**WORK REQUIRED**
For every line in the records below that holds "this", make a copy.

[Collected data]
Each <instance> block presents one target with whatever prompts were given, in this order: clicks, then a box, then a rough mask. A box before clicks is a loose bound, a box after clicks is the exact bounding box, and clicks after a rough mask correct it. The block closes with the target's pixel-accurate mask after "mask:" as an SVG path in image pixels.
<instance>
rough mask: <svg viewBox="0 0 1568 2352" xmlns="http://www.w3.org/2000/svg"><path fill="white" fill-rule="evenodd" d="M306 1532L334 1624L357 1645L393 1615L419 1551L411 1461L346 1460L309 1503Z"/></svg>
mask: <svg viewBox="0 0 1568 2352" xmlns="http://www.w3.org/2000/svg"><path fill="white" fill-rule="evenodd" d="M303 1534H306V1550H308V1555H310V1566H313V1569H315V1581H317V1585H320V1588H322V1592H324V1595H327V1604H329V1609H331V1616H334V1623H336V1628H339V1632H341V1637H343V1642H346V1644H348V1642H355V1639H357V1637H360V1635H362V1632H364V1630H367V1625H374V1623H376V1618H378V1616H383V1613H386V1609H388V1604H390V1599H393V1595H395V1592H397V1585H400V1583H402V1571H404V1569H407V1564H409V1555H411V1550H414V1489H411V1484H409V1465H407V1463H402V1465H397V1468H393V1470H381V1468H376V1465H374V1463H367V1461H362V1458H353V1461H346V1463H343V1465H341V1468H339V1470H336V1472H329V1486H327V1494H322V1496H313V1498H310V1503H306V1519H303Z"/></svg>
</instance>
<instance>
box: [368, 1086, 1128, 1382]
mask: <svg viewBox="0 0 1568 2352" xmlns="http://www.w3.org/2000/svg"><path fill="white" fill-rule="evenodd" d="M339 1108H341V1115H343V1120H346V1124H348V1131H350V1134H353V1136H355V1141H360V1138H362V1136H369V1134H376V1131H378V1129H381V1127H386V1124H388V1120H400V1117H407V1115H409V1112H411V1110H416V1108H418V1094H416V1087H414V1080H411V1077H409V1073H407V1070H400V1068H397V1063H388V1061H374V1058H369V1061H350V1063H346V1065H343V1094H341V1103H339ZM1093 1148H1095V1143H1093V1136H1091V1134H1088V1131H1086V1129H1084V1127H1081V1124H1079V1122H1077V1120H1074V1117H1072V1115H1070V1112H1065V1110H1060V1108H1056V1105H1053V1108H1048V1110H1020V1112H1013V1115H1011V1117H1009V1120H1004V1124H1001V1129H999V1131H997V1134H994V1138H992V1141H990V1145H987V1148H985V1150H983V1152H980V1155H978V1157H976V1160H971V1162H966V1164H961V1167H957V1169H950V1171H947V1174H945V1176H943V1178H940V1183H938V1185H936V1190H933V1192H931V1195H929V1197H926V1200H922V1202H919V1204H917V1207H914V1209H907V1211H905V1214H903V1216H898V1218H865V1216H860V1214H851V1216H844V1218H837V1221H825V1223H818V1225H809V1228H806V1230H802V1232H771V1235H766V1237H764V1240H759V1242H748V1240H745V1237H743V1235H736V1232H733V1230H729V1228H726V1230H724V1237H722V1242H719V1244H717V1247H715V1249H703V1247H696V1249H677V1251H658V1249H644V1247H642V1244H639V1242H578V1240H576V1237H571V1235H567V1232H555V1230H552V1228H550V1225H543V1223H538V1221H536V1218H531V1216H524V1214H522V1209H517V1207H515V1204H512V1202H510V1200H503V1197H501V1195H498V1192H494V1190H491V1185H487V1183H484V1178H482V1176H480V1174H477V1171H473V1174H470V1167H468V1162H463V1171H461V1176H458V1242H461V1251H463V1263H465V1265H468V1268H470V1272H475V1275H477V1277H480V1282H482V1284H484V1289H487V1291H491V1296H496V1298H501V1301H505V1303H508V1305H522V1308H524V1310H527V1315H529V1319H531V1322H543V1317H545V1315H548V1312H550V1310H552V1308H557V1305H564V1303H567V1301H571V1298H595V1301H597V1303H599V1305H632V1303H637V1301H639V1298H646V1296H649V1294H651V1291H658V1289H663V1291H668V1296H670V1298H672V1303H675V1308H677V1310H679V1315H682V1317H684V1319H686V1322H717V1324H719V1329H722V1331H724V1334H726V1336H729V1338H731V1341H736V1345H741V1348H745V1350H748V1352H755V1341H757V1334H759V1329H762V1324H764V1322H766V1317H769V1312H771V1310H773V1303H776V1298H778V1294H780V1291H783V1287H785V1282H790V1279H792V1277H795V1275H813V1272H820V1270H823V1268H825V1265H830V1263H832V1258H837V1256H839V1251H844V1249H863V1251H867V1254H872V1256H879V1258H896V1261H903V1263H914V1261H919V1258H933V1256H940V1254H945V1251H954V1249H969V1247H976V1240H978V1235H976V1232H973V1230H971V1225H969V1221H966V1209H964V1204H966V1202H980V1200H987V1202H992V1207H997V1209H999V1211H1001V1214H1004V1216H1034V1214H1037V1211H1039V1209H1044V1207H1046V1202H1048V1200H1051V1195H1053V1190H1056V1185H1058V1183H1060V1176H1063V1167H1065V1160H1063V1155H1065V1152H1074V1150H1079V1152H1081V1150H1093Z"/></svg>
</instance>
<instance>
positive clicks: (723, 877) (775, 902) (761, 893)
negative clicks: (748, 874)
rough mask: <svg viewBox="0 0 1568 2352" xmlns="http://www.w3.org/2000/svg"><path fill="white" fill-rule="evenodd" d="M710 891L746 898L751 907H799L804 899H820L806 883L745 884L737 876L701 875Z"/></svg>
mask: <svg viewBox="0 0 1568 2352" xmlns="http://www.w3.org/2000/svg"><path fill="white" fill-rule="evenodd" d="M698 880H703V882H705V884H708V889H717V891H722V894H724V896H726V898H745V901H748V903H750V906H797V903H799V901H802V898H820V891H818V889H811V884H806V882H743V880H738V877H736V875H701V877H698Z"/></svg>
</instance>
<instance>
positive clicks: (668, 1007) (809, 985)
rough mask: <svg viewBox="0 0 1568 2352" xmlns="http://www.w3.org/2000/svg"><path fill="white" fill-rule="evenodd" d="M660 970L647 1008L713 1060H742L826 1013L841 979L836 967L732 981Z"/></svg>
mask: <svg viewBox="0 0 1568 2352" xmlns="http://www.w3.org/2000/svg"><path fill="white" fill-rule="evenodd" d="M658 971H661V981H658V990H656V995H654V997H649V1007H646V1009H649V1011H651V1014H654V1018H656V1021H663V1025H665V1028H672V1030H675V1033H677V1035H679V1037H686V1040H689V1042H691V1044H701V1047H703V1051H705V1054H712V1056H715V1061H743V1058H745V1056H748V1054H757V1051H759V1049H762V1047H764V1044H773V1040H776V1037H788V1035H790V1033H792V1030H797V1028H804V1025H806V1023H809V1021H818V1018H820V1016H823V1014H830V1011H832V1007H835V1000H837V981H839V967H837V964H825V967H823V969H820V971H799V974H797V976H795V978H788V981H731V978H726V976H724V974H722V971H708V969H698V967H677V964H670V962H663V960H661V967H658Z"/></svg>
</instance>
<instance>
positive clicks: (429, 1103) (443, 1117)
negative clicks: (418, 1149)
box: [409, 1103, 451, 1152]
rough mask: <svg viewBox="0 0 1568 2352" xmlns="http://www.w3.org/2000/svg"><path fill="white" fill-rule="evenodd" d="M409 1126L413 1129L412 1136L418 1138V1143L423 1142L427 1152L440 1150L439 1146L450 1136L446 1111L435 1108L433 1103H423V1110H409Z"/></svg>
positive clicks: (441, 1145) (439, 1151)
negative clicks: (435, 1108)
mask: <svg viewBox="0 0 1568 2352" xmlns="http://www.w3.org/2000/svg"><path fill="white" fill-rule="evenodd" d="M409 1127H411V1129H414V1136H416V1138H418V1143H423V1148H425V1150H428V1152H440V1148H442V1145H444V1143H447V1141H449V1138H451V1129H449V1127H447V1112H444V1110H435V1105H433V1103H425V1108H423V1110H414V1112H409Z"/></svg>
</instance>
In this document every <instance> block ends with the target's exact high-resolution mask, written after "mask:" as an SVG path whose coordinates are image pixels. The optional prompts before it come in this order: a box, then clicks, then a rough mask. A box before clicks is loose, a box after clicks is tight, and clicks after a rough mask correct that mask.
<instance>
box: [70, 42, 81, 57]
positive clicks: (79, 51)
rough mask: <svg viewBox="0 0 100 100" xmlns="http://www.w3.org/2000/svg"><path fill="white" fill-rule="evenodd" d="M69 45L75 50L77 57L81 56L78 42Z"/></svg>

**WRITTEN ANSWER**
Each <instance> block presents one target with whatever prompts were given, in this order: clicks, then a box, then a rough mask. A box before clicks is a loose bound, a box after clicks is the exact bounding box, and clicks after a rough mask correct it. The block closes with the target's pixel-accurate mask after "mask:" as an SVG path in image pixels.
In this document every <instance> block ends with the target's exact high-resolution mask, written after "mask:" as an SVG path whose coordinates are image pixels. The optional prompts before it come in this order: a box, then clicks, then a rough mask. A box before clicks is loose, a box after clicks is tight, and clicks after a rough mask correct that mask.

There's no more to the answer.